Extracted entries
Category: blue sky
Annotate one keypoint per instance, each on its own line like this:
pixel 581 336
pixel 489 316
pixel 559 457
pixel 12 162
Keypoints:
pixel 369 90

Given request
Express every line of the records above as a JSON list of strings, one string per line, leaving out any blank lines.

Response
[
  "Category: blue sky",
  "Annotate one keypoint per instance, each on its own line like this:",
  "pixel 581 336",
  "pixel 489 316",
  "pixel 559 457",
  "pixel 12 162",
  "Keypoints:",
  "pixel 369 90"
]